> **INSTRUCTIONS FOR THE TASK**
Present everything from the beginning of the rows below down to the line containing "<point>762,326</point>" as a Markdown table with the columns Number and Entry, numbering each line. Leave out blank lines and pictures.

> **RECORD SET**
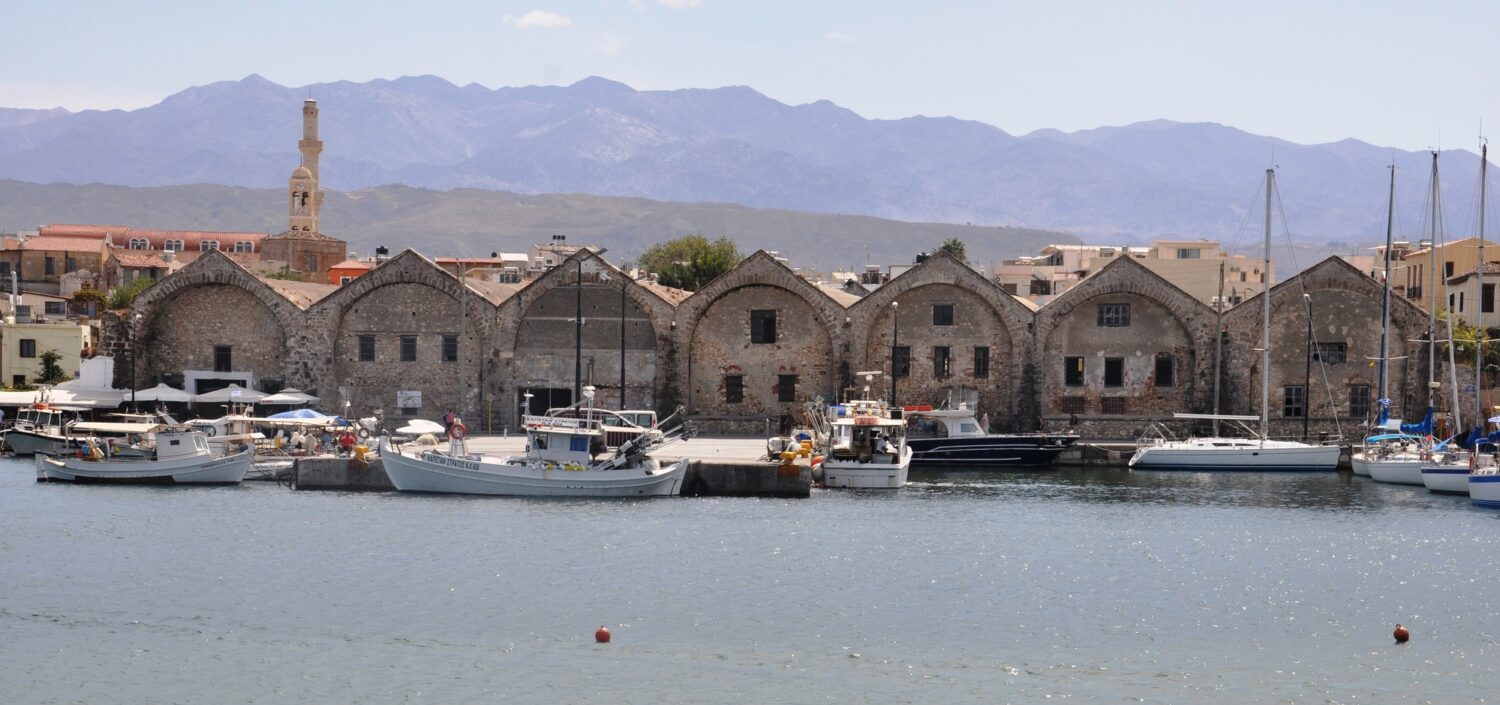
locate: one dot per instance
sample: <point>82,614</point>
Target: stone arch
<point>984,315</point>
<point>536,341</point>
<point>1167,329</point>
<point>713,332</point>
<point>1346,315</point>
<point>407,305</point>
<point>180,321</point>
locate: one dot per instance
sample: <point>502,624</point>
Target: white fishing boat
<point>39,428</point>
<point>1484,486</point>
<point>560,461</point>
<point>179,458</point>
<point>1160,450</point>
<point>866,449</point>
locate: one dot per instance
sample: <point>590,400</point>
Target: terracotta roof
<point>302,234</point>
<point>300,294</point>
<point>137,258</point>
<point>668,293</point>
<point>492,291</point>
<point>120,236</point>
<point>54,243</point>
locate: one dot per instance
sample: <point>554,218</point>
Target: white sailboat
<point>1241,453</point>
<point>1391,455</point>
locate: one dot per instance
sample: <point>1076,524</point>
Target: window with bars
<point>1113,315</point>
<point>1166,371</point>
<point>1331,353</point>
<point>1359,401</point>
<point>942,314</point>
<point>1293,401</point>
<point>902,360</point>
<point>1073,371</point>
<point>942,360</point>
<point>762,326</point>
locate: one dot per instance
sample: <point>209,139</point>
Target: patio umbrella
<point>231,393</point>
<point>290,396</point>
<point>161,393</point>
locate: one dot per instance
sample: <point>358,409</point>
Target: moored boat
<point>560,461</point>
<point>179,458</point>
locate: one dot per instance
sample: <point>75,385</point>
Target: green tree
<point>954,248</point>
<point>51,372</point>
<point>123,296</point>
<point>690,261</point>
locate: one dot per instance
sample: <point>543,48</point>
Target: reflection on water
<point>1077,584</point>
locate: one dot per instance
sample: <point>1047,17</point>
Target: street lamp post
<point>896,336</point>
<point>1307,372</point>
<point>135,330</point>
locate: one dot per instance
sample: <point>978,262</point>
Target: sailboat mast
<point>1431,291</point>
<point>1265,321</point>
<point>1479,296</point>
<point>1385,302</point>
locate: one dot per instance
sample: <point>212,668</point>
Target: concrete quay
<point>722,467</point>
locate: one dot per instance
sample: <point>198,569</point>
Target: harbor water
<point>1073,585</point>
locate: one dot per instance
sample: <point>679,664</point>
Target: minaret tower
<point>306,195</point>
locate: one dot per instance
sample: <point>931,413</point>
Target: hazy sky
<point>1391,74</point>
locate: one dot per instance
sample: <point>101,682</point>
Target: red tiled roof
<point>120,236</point>
<point>54,245</point>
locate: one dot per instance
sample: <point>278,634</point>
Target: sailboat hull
<point>1236,455</point>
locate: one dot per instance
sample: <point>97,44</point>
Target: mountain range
<point>735,146</point>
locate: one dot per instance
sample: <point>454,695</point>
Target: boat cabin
<point>561,440</point>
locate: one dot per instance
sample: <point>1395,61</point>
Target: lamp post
<point>1307,374</point>
<point>135,330</point>
<point>896,336</point>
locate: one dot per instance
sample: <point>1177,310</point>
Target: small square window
<point>1073,371</point>
<point>762,327</point>
<point>942,314</point>
<point>1293,401</point>
<point>942,359</point>
<point>1113,371</point>
<point>902,360</point>
<point>786,387</point>
<point>1113,315</point>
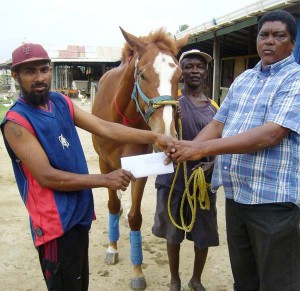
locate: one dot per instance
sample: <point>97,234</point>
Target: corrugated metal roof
<point>248,11</point>
<point>76,53</point>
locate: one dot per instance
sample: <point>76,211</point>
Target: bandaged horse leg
<point>136,256</point>
<point>127,209</point>
<point>112,255</point>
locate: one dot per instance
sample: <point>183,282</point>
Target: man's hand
<point>184,150</point>
<point>206,166</point>
<point>164,142</point>
<point>118,180</point>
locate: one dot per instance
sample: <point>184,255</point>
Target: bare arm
<point>117,131</point>
<point>27,148</point>
<point>211,131</point>
<point>254,140</point>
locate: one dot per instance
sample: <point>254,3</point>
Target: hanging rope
<point>199,186</point>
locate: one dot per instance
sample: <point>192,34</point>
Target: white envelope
<point>147,165</point>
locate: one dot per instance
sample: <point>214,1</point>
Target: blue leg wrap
<point>113,224</point>
<point>136,254</point>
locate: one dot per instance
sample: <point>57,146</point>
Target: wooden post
<point>216,69</point>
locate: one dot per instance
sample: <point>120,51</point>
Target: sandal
<point>196,286</point>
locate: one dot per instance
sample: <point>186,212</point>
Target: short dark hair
<point>284,17</point>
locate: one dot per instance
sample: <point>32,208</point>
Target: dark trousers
<point>64,261</point>
<point>264,246</point>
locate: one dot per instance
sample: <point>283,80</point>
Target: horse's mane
<point>160,37</point>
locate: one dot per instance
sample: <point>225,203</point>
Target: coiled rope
<point>199,186</point>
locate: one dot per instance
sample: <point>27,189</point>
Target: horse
<point>139,93</point>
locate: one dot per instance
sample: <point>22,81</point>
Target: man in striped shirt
<point>256,134</point>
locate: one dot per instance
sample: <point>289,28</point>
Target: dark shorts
<point>264,246</point>
<point>64,261</point>
<point>204,233</point>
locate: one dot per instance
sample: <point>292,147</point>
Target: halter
<point>152,103</point>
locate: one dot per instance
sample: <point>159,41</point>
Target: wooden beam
<point>216,69</point>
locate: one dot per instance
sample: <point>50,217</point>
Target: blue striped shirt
<point>255,98</point>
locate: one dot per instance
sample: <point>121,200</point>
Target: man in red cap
<point>51,171</point>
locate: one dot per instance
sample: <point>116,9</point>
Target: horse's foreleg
<point>114,206</point>
<point>135,222</point>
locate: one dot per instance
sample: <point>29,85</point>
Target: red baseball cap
<point>28,52</point>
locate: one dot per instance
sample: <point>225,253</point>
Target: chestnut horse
<point>140,93</point>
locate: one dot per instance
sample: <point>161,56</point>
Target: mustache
<point>38,85</point>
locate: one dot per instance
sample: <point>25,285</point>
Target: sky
<point>96,22</point>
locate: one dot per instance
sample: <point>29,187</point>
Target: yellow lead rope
<point>199,186</point>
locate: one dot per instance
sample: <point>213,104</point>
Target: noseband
<point>152,103</point>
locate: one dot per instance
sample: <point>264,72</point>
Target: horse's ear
<point>182,41</point>
<point>134,42</point>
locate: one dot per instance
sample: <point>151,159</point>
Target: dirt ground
<point>19,265</point>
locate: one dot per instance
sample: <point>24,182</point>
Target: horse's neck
<point>126,84</point>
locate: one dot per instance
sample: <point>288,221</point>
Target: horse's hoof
<point>138,283</point>
<point>111,258</point>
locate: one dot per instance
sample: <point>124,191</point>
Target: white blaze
<point>165,67</point>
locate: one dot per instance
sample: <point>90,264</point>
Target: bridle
<point>152,103</point>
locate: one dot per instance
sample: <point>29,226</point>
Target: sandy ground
<point>19,265</point>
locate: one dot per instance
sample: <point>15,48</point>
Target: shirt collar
<point>276,66</point>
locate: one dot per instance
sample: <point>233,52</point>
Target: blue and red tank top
<point>52,212</point>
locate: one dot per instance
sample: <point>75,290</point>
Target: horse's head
<point>156,78</point>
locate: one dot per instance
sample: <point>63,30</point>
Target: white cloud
<point>96,22</point>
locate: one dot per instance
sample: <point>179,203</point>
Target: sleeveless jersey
<point>52,212</point>
<point>193,121</point>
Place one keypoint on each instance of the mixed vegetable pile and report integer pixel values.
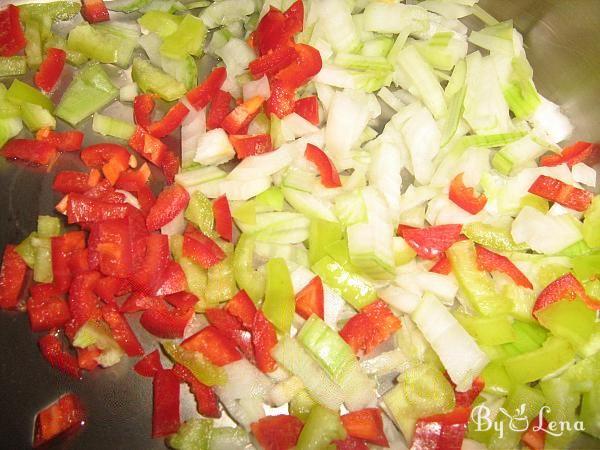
(400, 240)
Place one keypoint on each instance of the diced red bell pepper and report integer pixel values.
(562, 193)
(264, 339)
(373, 325)
(222, 215)
(310, 299)
(143, 106)
(366, 424)
(566, 287)
(170, 202)
(431, 242)
(442, 431)
(47, 309)
(94, 11)
(64, 416)
(205, 92)
(52, 350)
(584, 152)
(308, 107)
(207, 403)
(246, 145)
(165, 403)
(329, 176)
(12, 38)
(149, 364)
(64, 141)
(50, 70)
(200, 248)
(12, 277)
(277, 432)
(121, 331)
(271, 63)
(166, 323)
(214, 345)
(237, 121)
(220, 107)
(490, 261)
(242, 307)
(169, 123)
(466, 197)
(30, 151)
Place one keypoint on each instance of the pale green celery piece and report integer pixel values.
(20, 93)
(201, 368)
(356, 290)
(279, 304)
(248, 278)
(322, 426)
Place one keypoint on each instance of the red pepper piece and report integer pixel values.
(277, 432)
(366, 424)
(271, 63)
(121, 331)
(431, 242)
(207, 403)
(166, 323)
(222, 214)
(149, 364)
(58, 358)
(308, 107)
(264, 339)
(12, 38)
(170, 202)
(466, 197)
(94, 11)
(373, 325)
(143, 106)
(576, 153)
(30, 151)
(220, 106)
(200, 248)
(237, 121)
(310, 299)
(64, 141)
(205, 92)
(442, 431)
(490, 261)
(12, 277)
(242, 307)
(64, 416)
(47, 309)
(49, 72)
(562, 193)
(328, 172)
(169, 123)
(246, 145)
(165, 404)
(213, 344)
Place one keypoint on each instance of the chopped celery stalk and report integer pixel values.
(476, 284)
(90, 91)
(322, 426)
(154, 80)
(109, 126)
(195, 434)
(20, 93)
(356, 290)
(279, 302)
(202, 368)
(247, 278)
(12, 66)
(552, 356)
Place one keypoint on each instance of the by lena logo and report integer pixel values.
(518, 422)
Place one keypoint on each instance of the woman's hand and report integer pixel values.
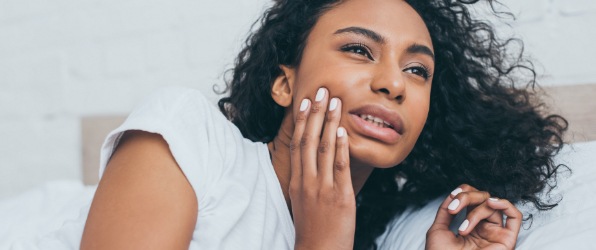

> **ANSWER TO THIS EXERCISE**
| Number | Entry |
|---|---|
| 1 | locate: one dot per instance |
| 2 | sample: <point>82,614</point> |
| 3 | Target: stone arch |
| 4 | <point>984,315</point> |
| 5 | <point>536,341</point> |
| 6 | <point>1167,329</point> |
| 7 | <point>713,332</point> |
| 8 | <point>1346,315</point> |
| 9 | <point>407,305</point> |
| 10 | <point>180,321</point> |
| 11 | locate: one dot per instance |
| 12 | sample: <point>502,624</point> |
| 13 | Target: white fishing boat |
| 14 | <point>39,428</point> |
| 15 | <point>1484,486</point> |
| 16 | <point>560,461</point> |
| 17 | <point>179,458</point> |
| 18 | <point>1160,450</point> |
| 19 | <point>866,449</point> |
| 20 | locate: one dot per instance |
| 21 | sample: <point>590,400</point> |
| 22 | Target: terracotta roof |
| 23 | <point>302,234</point> |
| 24 | <point>300,294</point> |
| 25 | <point>137,258</point> |
| 26 | <point>668,293</point> |
| 27 | <point>492,291</point> |
| 28 | <point>120,236</point> |
| 29 | <point>54,243</point> |
| 30 | locate: one dot per instance |
| 31 | sample: <point>554,218</point> |
| 32 | Target: white sailboat |
| 33 | <point>1241,453</point> |
| 34 | <point>1391,455</point> |
| 35 | locate: one dot per instance |
| 36 | sample: <point>1076,524</point> |
| 37 | Target: window with bars |
| 38 | <point>1113,315</point> |
| 39 | <point>1166,371</point> |
| 40 | <point>1331,353</point> |
| 41 | <point>1359,401</point> |
| 42 | <point>942,314</point> |
| 43 | <point>1293,401</point> |
| 44 | <point>902,360</point> |
| 45 | <point>1073,371</point> |
| 46 | <point>942,360</point> |
| 47 | <point>762,326</point> |